La
Real Academia Española (RAE), institución que vela por el correcto uso de la
segunda lengua en importancia del mundo y la tercera más utilizada en el cosmos
de internet, tiene que hacer malabarismos contables para llegar a fin de mes.
Lo
ha confesado quien mejor conoce sus entresijos, el sapientísimo José Manuel
Blecua, su director, en una reciente entrevista para el diario El País. El filólogo, catedrático
emérito de Lengua Española en la Universidad Autónoma de Barcelona, admite que
la situación de la entidad es «dramática» debido a los recortes presupuestarios
que han sufrido en los últimos años (la subvención estatal que reciben ha
pasado de 3,6 a 1,6 millones de euros). Quiere esto decir que la leyenda
«Limpia, fija y da esplendor», que preside la Docta Casa desde 1715, tres
siglos de nada, puede acabar hecha unos zorros. Y si hoy por hoy sus ilustres
académicos no están saliendo a la calle con pancartas y megáfonos es gracias al
auspicio de la Fundación pro-RAE, que aporta lo que las arcas públicas, impermeables
a los encantos de la palabra, les escatiman.

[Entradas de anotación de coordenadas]
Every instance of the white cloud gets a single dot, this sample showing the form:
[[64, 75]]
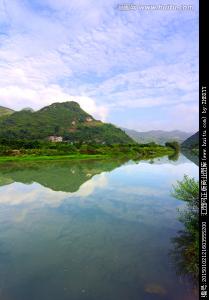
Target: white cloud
[[103, 58]]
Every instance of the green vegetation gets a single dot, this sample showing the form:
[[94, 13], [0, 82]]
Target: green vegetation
[[66, 120], [33, 150], [186, 244], [4, 111], [192, 143]]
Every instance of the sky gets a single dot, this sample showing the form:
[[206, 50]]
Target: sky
[[134, 68]]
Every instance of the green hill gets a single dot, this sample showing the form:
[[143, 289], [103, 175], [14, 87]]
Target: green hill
[[66, 120], [157, 136], [192, 142], [4, 111]]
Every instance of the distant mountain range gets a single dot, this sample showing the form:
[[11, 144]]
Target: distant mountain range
[[157, 136], [59, 121]]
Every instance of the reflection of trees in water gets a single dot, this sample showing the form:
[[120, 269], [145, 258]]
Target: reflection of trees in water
[[66, 176], [191, 156], [174, 156], [185, 252]]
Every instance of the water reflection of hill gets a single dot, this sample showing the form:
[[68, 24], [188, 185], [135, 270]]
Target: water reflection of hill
[[189, 155], [58, 176]]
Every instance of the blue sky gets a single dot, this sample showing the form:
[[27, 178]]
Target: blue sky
[[136, 69]]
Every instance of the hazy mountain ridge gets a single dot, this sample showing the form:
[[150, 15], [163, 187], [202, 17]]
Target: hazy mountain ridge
[[65, 119]]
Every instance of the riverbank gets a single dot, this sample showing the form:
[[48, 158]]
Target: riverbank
[[135, 154]]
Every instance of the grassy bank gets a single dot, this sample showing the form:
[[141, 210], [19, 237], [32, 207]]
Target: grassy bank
[[135, 152]]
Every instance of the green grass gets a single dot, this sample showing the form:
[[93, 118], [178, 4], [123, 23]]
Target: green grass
[[145, 153]]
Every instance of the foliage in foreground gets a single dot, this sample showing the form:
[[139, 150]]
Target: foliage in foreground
[[186, 244]]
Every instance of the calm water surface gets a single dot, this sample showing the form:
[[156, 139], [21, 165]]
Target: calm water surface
[[91, 230]]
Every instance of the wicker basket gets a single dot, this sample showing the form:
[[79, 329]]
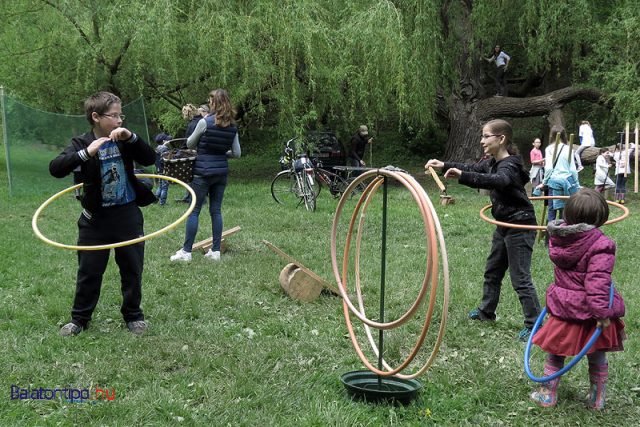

Trabajo solicitado: Prolonga el texto sobre los apuros económicos de la Real Academia Española a partir de su última frase.

Resultado obtenido:
Con
fondos tan exiguos se entiende que no haya forma de mantener las tildes en su
sitio, caramba. Lo de la supresión del acento en «solo» cuando es adverbio
(‘solamente’, ‘únicamente’), es un delito estético y una coz al sentido común. Igual
pasa con «guion», si bien en este caso los guardianes de la elocuencia, en un
gesto de magnanimidad, lo admiten con o sin, como si fuera una cerveza. Y esos son
sólo (o ‘solo’, como gusten) dos ejemplos, pero hay otros muchos.
En
estos días en que los escándalos de corrupción política afloran a la superficie
igual que los patéticos cadáveres de un naufragio ―la calidad democrática de un
país la marcan la transparencia de sus instituciones y el grado de integridad
de todos los servidores públicos―, es inevitable pensar en lo bien que le
vendría a la Española una inyección de una pequeñísima parte de todo ese parné que
algunos políticos tienen depositado en paraísos fiscales. Con un miserable uno
por ciento de ese fortunón, daba de sobra para quitarle hasta la última mota de
polvo a tanta joya de papel como atesora el noble edifico de la madrileña calle
de Felipe IV. Y así, de paso, las tildes volverían a las alturas, de donde
nunca jamás debieron apearse.
La
vida está llena de bifurcaciones, de caminos que se desdoblan de pronto y ante
los cuales tienes que decidir, a veces sin apenas tiempo para la reflexión, por
dónde tirar.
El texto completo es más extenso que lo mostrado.